§ Görev 1: İslamofaşizm tartışmasını ele alan metne göre Washington Times'taki yazı kimin imzasını taşıyor?
[Okunacak metin]
'İslamofaşist' Yaygarası Nereden Çıktı?
[20 Mart 2006 tarihli Referans gazetesinde yayınlandı]
Geçen hafta Washington Times gazetesinde yayımlanan "Türkiye'de İslamofaşist bir darbe mi geliyor?" temalı yazı, haliyle, Türkiye'de ses getirdi. Referans gazetesi de bu yazıyı tercüme ederek sütunlarına taşıdı. Frank J. Gaffney imzalı yazıda, AKP iktidarının Türkiye'yi bir "İslami darbe"ye doğru götürdüğü, Orgeneral Büyükanıt hakkındaki iddianamenin bunun bir parçası olduğu gibi mesnedsiz iddialara dayalı uçuk bir tez savunuluyordu.
Bu teşhisin Türkiye'nin ve AKP'nin gerçeğini yansıtmadığını izaha bile gerek görmüyorum. Ama başka bir şeyleri izah etmekte yarar var.
İlk baştan şunu belirteyim: Aslında bu pek de önemli bir yazı değil. Washington Times, Washington Post veya New York Times kadar etkili bir gazete değildir. Frank Gaffney de öyle kayda değer bir yorumcu sayılmaz. Bu makalenin Washington'daki genel havayı yansıttığını düşünmek büyük bir yanılgı olur.
Ama bu makalenin ardındaki zihniyeti hiç önemsememek de başka bir yanılgı olur. Özellikle hükümetin ve AKP çevresinin "nedir bu İslamofaşizm yaygarasının aslı" diye düşünmesinde fayda var.
[/Okunacak metin]
§ Görev 2: Kayıtlarda "</instance>" bulunan satırdan kayıtların sonuna kadar uzanan satırları, "rough mask" yerine "coarse mask" koyarak yeniden yazın; başka hiçbir şeyi değiştirmeyin.
[Kaynak veriler]
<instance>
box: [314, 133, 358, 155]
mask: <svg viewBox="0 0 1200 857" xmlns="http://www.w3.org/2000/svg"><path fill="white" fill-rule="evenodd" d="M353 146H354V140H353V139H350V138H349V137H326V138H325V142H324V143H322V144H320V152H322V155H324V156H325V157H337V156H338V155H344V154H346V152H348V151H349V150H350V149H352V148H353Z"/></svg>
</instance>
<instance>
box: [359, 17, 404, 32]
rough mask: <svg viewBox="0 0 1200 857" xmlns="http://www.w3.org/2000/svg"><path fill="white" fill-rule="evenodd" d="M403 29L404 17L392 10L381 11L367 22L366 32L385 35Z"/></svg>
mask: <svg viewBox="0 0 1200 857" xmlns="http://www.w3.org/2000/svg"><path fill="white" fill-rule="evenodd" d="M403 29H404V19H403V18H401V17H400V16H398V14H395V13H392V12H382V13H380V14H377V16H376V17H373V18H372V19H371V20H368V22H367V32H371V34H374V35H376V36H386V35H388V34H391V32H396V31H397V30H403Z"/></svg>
[/Kaynak veriler]
§ Nihai yanıt 1: Frank J. Gaffney

§ Nihai yanıt 2:
</instance>
<instance>
box: [359, 17, 404, 32]
coarse mask: <svg viewBox="0 0 1200 857" xmlns="http://www.w3.org/2000/svg"><path fill="white" fill-rule="evenodd" d="M403 29L404 17L392 10L381 11L367 22L366 32L385 35Z"/></svg>
mask: <svg viewBox="0 0 1200 857" xmlns="http://www.w3.org/2000/svg"><path fill="white" fill-rule="evenodd" d="M403 29H404V19H403V18H401V17H400V16H398V14H395V13H392V12H382V13H380V14H377V16H376V17H373V18H372V19H371V20H368V22H367V32H371V34H374V35H376V36H386V35H388V34H391V32H396V31H397V30H403Z"/></svg>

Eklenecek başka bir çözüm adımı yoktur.